### [PASSAGE TO READ]
HARWICH — While some students may have landed in Scott Dalton’s journalism class by accident, they don’t regret it.
Jacob DeFrancesco, a Cape Cod Regional Technical High School junior studying to become an electrician, said the class “just happened” to be in his schedule. But “I’m happy to be here, of course,” DeFrancesco added, his eyes smiling above his mask.
DeFrancesco is one of 11 juniors publishing a monthly newspaper, Tech Talk, out of Room 2316, where a community reporting fellow from the Independent talked with students on Feb. 14.
The student newspaper, which won an American Scholastic Press Association first place award in 2017, covers an array of issues, from sports analysis to movie reviews to more serious topics such as drug abuse and body image. Starting in March 2020, the paper has also covered Covid-19, publishing dozens of pandemic-related articles.

### [GIVEN INFORMATION]
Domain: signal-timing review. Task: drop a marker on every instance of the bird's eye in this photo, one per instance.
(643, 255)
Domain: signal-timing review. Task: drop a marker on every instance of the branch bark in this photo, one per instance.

### [REQUIRED ACTIONS]
• 1. From the article on the journalism class, reproduce the passage starting with "The student newspaper, which" and going on through "of pandemic-related articles.".
• 2. Translate this sentence from the article on the journalism class into Spanish: "Starting in March 2020, the paper has also covered Covid-19, publishing dozens of pandemic-related articles."
• 3. Pick up the article on the journalism class after its final sentence and extend it with a few more paragraphs.

### [LIST OF ANSWERS]
• 1.
The student newspaper, which won an American Scholastic Press Association first place award in 2017, covers an array of issues, from sports analysis to movie reviews to more serious topics such as drug abuse and body image. Starting in March 2020, the paper has also covered Covid-19, publishing dozens of pandemic-related articles.

• 2. Desde marzo de 2020, el periódico también ha cubierto la Covid-19 y ha publicado decenas de artículos relacionados con la pandemia.

• 3.
“No topic is off limits as long as you handle it thoughtfully,” Dalton tells his students. “Did you get both sides of the issue? How do you balance perspectives?”
Dalton, a former reporter for the Cape Codder, said during an in-class interview that he also warns against “false equivalency,” where journalists aiming to show both sides of an issue inadvertently give facts and misinformation equal credence.
As students cover the Covid pandemic, Dalton said, he challenges them to balance perspectives while emphasizing science in their reporting.
Notably, there is no mention of Covid conspiracy theories in Tech Talk’s pandemic articles. The student reporters said this absence reflects how little such conspiracies have surfaced in lunchroom conversations.
“Our reporting was more about the facts and how the school is handling the pandemic,” said Julia Ellis, a senior who took Dalton’s class last year.
Ellis did write about students who downplayed pandemic dangers. Her December 2020 article titled “Learning to Live With Covid Protocols” quoted one student who said, “I don’t care if I’m safe or not,” and another who said, “People seem to be doing whatever they want.”
But in the end, Ellis said, her pandemic reporting helped ease her anxiety. “It made me feel a lot better knowing I wasn’t the only one feeling stressed,” she said. “I didn’t feel so alone.”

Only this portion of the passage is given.